TASK INSTRUCTIONS: Can you give every line of the entries below as a numbered list, leaving out any blank lines?

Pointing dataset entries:
◇ ◇ ◇ ◇

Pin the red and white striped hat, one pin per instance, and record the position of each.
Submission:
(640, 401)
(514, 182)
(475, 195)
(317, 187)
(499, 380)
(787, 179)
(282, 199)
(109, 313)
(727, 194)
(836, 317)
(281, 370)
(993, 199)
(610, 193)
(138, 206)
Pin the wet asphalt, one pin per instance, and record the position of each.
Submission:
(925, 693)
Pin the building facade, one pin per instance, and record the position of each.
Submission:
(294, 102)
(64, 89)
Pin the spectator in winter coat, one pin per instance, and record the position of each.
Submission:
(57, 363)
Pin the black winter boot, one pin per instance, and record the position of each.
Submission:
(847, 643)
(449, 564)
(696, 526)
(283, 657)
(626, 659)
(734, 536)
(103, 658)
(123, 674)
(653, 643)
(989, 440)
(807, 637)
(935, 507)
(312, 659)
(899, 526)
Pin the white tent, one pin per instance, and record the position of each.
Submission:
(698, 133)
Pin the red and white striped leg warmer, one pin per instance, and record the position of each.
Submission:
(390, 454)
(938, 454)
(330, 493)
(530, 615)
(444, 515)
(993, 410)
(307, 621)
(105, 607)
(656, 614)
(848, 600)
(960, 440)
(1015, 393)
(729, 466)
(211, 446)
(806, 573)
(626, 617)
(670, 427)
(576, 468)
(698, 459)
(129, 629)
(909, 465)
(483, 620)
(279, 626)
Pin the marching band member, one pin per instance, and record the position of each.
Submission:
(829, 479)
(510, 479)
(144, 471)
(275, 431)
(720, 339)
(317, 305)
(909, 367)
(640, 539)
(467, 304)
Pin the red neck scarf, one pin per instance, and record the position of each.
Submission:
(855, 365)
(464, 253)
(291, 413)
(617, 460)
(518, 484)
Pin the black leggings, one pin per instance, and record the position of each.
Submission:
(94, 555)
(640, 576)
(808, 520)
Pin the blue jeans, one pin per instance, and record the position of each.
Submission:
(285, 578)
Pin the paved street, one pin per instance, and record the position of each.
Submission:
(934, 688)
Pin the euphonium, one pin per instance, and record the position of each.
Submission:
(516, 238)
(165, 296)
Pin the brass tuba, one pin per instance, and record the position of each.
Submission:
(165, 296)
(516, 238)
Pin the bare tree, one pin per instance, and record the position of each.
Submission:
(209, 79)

◇ ◇ ◇ ◇

WRITTEN SOLUTION:
1. Pin the red and white striped hat, one pin per instance, and record the position of each.
2. Submission:
3. (640, 401)
4. (514, 182)
5. (475, 195)
6. (317, 187)
7. (499, 380)
8. (787, 179)
9. (282, 199)
10. (109, 313)
11. (727, 194)
12. (836, 317)
13. (281, 370)
14. (993, 199)
15. (610, 193)
16. (138, 206)
17. Pin the wet asphalt, one pin per instance, and record the position of each.
18. Submission:
19. (925, 693)
20. Pin the building facade, one pin per instance, and record the position of each.
21. Submission:
22. (294, 102)
23. (64, 89)
24. Pin the spectator in winter coat, one pin per instance, and record the position of each.
25. Submission:
26. (57, 363)
27. Pin the black winter boot, one pin per instance, and record the position of each.
28. Submission:
29. (847, 643)
30. (449, 564)
31. (696, 526)
32. (283, 657)
33. (626, 659)
34. (734, 536)
35. (103, 658)
36. (123, 674)
37. (653, 643)
38. (989, 440)
39. (807, 637)
40. (935, 507)
41. (312, 659)
42. (899, 526)
43. Pin the white tent, one pin per instance, and record the position of each.
44. Submission:
45. (698, 133)
46. Pin the red and white striped leg warmer, one pin per instance, and record the position of each.
47. Submission:
48. (390, 454)
49. (938, 454)
50. (330, 493)
51. (530, 615)
52. (444, 515)
53. (993, 410)
54. (307, 621)
55. (105, 607)
56. (656, 614)
57. (848, 600)
58. (960, 440)
59. (1015, 393)
60. (729, 466)
61. (211, 446)
62. (806, 573)
63. (626, 617)
64. (670, 427)
65. (576, 468)
66. (698, 459)
67. (129, 629)
68. (909, 465)
69. (483, 620)
70. (279, 626)
71. Pin the marching band member, one pin per instance, and record the position of each.
72. Submission:
73. (829, 479)
74. (510, 479)
75. (144, 471)
76. (275, 431)
77. (720, 339)
78. (317, 305)
79. (909, 367)
80. (640, 539)
81. (467, 304)
82. Pin the red neck scarf, one pin per instance, and record the position of each.
83. Submission:
84. (855, 365)
85. (464, 253)
86. (291, 413)
87. (617, 460)
88. (518, 484)
89. Pin the black leggings, one pin per instance, and record the position of each.
90. Submission:
91. (94, 555)
92. (640, 576)
93. (808, 520)
94. Pin the blue jeans, one pin per instance, and record the position of each.
95. Submission:
96. (285, 578)
97. Pin the paved street, one pin per instance, and record the position of each.
98. Submission:
99. (934, 688)
100. Pin the euphonium, one pin per instance, and record the position of each.
101. Submission:
102. (516, 238)
103. (165, 296)
104. Pin the brass tuba, one pin per instance, and record the position of each.
105. Submission:
106. (165, 296)
107. (516, 238)
108. Pin the bare tree, one pin per instance, and record the position of each.
109. Submission:
110. (209, 79)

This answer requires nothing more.